Start of DATA FOR THIS EXERCISE

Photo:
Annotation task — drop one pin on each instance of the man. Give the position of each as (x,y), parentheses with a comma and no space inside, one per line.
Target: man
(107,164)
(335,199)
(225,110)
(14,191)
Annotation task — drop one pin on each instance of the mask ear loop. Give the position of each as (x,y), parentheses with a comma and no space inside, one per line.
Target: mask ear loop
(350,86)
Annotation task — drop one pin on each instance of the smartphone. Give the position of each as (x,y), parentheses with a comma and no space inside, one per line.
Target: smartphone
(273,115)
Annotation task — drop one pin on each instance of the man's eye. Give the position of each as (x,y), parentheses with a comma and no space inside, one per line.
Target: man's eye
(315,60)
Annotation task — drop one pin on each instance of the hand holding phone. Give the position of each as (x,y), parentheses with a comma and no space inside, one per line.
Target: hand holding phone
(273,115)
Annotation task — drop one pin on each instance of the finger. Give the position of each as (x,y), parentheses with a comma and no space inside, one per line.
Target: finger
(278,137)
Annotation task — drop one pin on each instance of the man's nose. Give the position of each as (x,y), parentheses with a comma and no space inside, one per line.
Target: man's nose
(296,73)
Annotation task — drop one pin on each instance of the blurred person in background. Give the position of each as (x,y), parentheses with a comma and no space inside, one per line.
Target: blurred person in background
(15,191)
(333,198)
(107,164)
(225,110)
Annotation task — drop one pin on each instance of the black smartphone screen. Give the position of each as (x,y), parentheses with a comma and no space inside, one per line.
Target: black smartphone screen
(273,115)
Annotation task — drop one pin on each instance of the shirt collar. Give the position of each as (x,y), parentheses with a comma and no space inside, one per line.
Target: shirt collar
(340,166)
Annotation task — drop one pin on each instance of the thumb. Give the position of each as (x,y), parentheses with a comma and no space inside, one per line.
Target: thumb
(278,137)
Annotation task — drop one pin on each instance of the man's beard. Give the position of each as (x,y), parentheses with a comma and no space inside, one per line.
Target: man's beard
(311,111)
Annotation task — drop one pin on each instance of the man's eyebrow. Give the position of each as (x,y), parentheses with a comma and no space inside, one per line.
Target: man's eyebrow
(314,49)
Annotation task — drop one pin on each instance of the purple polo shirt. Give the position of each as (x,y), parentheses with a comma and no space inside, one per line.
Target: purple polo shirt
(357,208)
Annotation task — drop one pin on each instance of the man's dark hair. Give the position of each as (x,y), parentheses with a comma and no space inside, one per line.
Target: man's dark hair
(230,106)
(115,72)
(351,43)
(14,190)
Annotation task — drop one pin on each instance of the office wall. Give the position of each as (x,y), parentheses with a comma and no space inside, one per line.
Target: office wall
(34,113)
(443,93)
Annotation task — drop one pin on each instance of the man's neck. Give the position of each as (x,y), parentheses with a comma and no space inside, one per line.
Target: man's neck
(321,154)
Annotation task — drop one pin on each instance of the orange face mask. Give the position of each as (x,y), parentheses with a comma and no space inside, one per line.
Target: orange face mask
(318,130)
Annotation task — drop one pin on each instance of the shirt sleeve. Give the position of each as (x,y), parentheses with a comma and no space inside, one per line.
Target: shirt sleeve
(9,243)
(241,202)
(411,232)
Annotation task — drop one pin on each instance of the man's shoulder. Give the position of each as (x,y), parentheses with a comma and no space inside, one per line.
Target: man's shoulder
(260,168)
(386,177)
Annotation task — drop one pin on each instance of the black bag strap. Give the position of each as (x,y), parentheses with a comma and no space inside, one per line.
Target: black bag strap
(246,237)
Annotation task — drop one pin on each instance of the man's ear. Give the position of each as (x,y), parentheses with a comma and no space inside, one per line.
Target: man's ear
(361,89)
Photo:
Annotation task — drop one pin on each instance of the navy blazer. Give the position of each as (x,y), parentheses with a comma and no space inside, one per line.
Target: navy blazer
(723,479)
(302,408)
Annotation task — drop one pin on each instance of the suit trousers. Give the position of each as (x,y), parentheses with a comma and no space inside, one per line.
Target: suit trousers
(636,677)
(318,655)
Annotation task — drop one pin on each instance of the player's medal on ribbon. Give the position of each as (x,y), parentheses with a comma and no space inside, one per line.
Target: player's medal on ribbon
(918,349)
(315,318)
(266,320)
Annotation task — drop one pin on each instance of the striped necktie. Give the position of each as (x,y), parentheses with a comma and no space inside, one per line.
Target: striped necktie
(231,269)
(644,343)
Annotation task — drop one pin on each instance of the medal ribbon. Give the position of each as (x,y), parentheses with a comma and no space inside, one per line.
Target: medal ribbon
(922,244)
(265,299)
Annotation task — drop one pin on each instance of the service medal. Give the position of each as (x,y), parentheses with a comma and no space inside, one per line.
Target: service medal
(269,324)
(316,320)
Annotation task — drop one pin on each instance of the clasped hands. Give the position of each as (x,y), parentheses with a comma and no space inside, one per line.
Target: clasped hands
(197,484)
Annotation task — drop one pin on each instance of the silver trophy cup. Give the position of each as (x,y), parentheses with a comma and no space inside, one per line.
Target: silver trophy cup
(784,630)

End of DATA FOR THIS EXERCISE

## WHAT TO WORK ON
Repeat only the stretch of lines starting at the one containing "of the medal" and running to the final line of the entries above.

## CORRECT ANSWER
Annotation task — drop one pin on each instance of the medal ribbon. Give the position of each as (x,y), parentheses with a comma and no space inside, one per line.
Target: medal ribbon
(922,244)
(265,299)
Annotation task — drop one pin on each instance of the service medal. Give the position of each as (x,y), parentheses with a comma and no space inside, one per line.
Target: service medal
(269,324)
(316,320)
Annotation task — drop one pin on each instance of the clasped hands. Give the position of each as (x,y), parentheses with a comma and no space inside, one per line.
Target: clasped hands
(197,484)
Annotation task — drop one pin on each instance of the silver trophy cup. Give the position of each as (x,y), parentheses with a comma and no space inside, one per line.
Target: silver trophy cup
(784,630)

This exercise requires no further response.